__Task goal__:
Nothing but the lines from the line with "For each instance of the curly" through the end of the data is to be copied, and each is to be copied exactly.

__Provided data__:
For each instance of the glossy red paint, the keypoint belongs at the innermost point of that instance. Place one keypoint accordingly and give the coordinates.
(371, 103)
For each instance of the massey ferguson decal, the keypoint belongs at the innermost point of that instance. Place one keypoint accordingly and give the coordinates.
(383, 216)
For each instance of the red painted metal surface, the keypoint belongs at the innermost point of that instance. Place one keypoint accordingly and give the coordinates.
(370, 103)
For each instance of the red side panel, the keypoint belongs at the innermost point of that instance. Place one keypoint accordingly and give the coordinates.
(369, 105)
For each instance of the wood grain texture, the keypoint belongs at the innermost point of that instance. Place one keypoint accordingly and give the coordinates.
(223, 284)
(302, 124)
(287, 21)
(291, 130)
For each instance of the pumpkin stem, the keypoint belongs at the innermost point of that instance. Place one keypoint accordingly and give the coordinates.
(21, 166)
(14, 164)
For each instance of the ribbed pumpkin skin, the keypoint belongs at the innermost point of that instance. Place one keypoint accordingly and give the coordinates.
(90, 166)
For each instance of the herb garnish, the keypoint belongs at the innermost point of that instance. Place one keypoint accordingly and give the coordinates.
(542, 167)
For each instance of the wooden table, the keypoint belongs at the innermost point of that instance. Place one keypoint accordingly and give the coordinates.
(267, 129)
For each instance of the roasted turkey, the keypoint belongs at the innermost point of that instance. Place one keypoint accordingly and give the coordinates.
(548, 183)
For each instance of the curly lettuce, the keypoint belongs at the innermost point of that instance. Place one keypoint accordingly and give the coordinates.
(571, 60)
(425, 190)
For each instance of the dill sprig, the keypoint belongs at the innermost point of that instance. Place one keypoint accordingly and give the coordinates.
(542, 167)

__Problem solution__:
For each instance of the curly lettuce, the keypoint belongs at the innermost point of that instance. Place one keypoint accordingly and give the coordinates.
(571, 60)
(425, 190)
For each instance of the dill sprig, the keypoint belongs at the innermost point of that instance. Place one keypoint accordingly and give the coordinates.
(542, 167)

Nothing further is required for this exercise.